- O que fazer -
(a) Resuma em duas frases o excerto sobre Ricardo Ribeiro.
(b) Responda, com base no excerto sobre Ricardo Ribeiro:
(i) Segundo Ricardo Ribeiro, por que razões faz música?
(ii) Como estava o tempo no dia em que ele falou, sentado no sofá?
(iii) De que poeta ele se atreve a contradizer as palavras?
(c) No excerto sobre Ricardo Ribeiro, reescreva de forma mais breve o parágrafo que começa por "Entrando no seu íntimo", mantendo os factos principais.

- Excerto do texto -
Questionado se o lançamento do disco se deu para não perder atualidade, Ricardo Ribeiro nega. "Faço as coisas quando são necessárias. Tenho alguma flexibilidade de poder fazer as coisas quando há um chamamento interior".

"Gravar e fazer música tem a ver com esse chamamento interior. Não é por... Não sou capaz de o fazer de outra forma. A música está relacionada com sensibilidade, tem a ver com o espírito e isso tudo. Faço por necessidade e por chamamento interior", conta.

Entrando no seu íntimo, o intérprete de fado tradicional assume ser "um indivíduo com uma vida interior e preciso de pensar nas coisas". "Gosto muito de refletir e pensar. Depois isso é espelhado na música, com a influência dos filhos e a influência da própria vida".

Ligação à terra

A ligação à terra, conta-nos Ricardo, é o ponto de partida deste disco.

"Sabes porque é que o disco se chama Terra que Vale o Céu?", questiona Ricardo, sentado à nossa frente no sofá, num dia em que a chuva teimava cair. "Estamos sempre a ambicionar o céu e nem sequer ganhamos a terra. É mais importante, primeiro, ganhar a terra para depois conquistar o céu, se é que o céu precisa de ser conquistado".

O fadista considera-se atrevido e contradiz as palavras poéticas de Luís de Macedo. "O Luís de Macedo, num poema, diz que querer a terra é ter falhado o céu. É atrevimento da minha parte mas atrevo-me a contradizer e a dizer que é mais importante ganhar a terra e depois alcançar o céu".

Linhas de dados
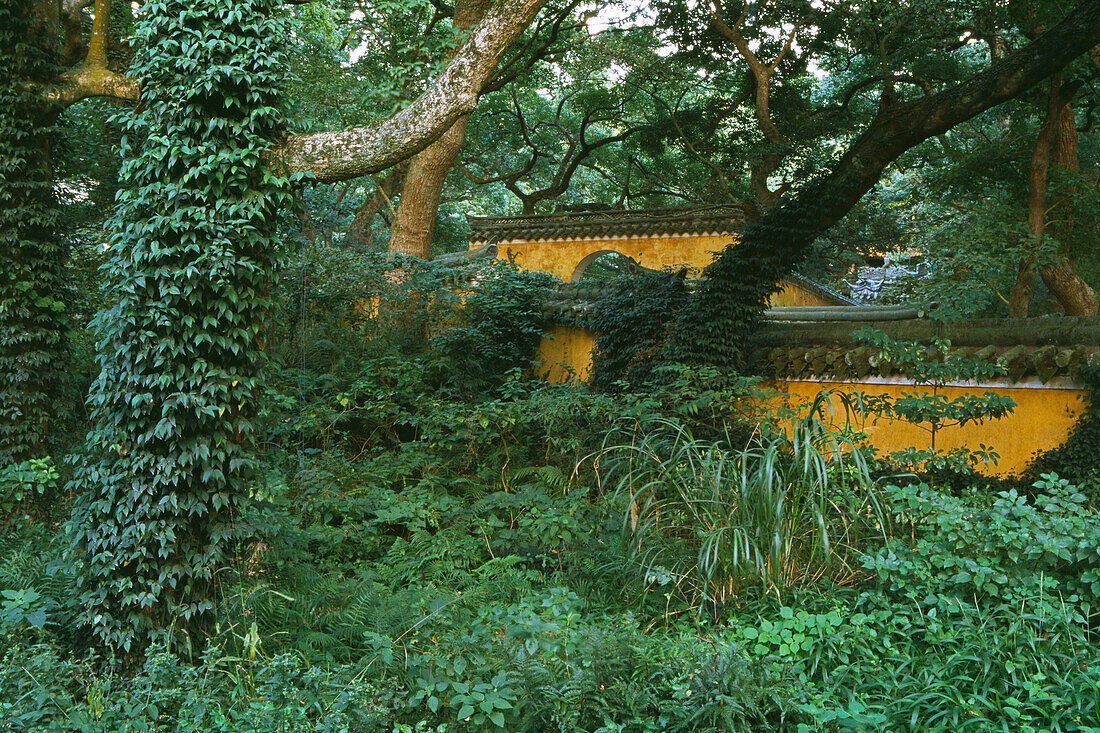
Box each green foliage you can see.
[865,474,1100,622]
[600,397,886,606]
[435,262,552,394]
[1024,367,1100,499]
[0,0,68,468]
[70,0,288,652]
[583,271,689,390]
[0,458,61,514]
[855,328,1016,473]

- Respostas por tarefa -
(a) Ricardo Ribeiro, intérprete de fado tradicional, nega ter lançado o disco para não perder atualidade e afirma que grava e faz música por necessidade e por chamamento interior. O ponto de partida do disco Terra que Vale o Céu é a ligação à terra: contradizendo um poema de Luís de Macedo, ele defende que é mais importante ganhar primeiro a terra e só depois alcançar o céu.

(b)
(i) Por necessidade e por chamamento interior.
(ii) Chovia; a chuva teimava cair.
(iii) Luís de Macedo.

(c) O fadista diz ter uma vida interior e precisar de pensar nas coisas. Gosta muito de refletir, e isso espelha-se na sua música, influenciada pelos filhos e pela própria vida.